** Selected text follows **

Scottish artist Katie Paterson’s artwork melds a poetic sensibility with philosophical and scientific inquiry. Spanning thematic explorations of nature, geology, technology, and cosmology, Paterson’s research-based projects often involve collaborations with specialists in astronomy, astrophysics, genetics, and nanotechnology. At its core, her work considers humanity’s place on earth and within the cosmos in relation to the concept of time.
I was initially drawn to one of Paterson’s artworks that I wrote an art story for, Vatnajökull (the sound of), 2007-8, where a live phone line was connected to an Icelandic glacier, via an underwater microphone submerged in Jökulsárlón lagoon. For the exhibition’s duration, anyone from around the world could call the number 07757001122 to hear the glacier as the ice melted. The strangeness, immediacy, even audacity of the project showcased another key aspect of Paterson’s work: bringing the viewer and the natural world into a close encounter, scaling what is often immense to an intimate and relatable dimension.

** End of Selected text **
** Extracted material follows **

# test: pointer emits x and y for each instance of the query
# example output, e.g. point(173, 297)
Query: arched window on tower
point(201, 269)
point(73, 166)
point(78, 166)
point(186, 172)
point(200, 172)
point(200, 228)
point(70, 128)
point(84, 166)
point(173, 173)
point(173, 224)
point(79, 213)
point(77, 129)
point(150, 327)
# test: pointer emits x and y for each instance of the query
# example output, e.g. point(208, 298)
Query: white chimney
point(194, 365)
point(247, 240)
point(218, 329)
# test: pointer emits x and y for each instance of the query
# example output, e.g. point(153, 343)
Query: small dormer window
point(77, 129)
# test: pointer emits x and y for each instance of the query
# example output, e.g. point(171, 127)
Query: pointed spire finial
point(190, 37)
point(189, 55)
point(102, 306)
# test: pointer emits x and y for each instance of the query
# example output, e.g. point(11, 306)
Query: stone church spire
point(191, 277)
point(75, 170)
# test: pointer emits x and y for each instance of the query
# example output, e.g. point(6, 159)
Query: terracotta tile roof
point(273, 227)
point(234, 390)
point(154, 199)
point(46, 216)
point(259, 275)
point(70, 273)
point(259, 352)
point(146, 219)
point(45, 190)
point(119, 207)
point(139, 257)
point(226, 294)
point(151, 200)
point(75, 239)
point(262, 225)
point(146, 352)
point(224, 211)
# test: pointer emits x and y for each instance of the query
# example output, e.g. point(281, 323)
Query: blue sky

** End of Extracted material **

Task requirements →
- 1) Repeat a stretch of the Katie Paterson text word for word, beginning with "I was initially" and stopping after "and relatable dimension.".
- 2) According to the Katie Paterson text, in what body of water was the underwater microphone for Vatnajökull (the sound of) submerged?
- 3) Write the next part of the Katie Paterson text, picking up after its final sentence.
The material was drawn from a different source than the Katie Paterson text.

Results for the exercise →
- 1)
I was initially drawn to one of Paterson’s artworks that I wrote an art story for, Vatnajökull (the sound of), 2007-8, where a live phone line was connected to an Icelandic glacier, via an underwater microphone submerged in Jökulsárlón lagoon. For the exhibition’s duration, anyone from around the world could call the number 07757001122 to hear the glacier as the ice melted. The strangeness, immediacy, even audacity of the project showcased another key aspect of Paterson’s work: bringing the viewer and the natural world into a close encounter, scaling what is often immense to an intimate and relatable dimension.

- 2) Jökulsárlón lagoon

- 3)
An especially poetic work in its simplicity and evocativeness, Ara (2016), features a string of festoon lights where each bulb produces a luminosity relative to the brightness of every star in a constellation. Ara forms part of a series recreating all 88 constellations, again creating a bridge between the cosmos and humanity; connecting us to what seems unknowable, distant and sublime.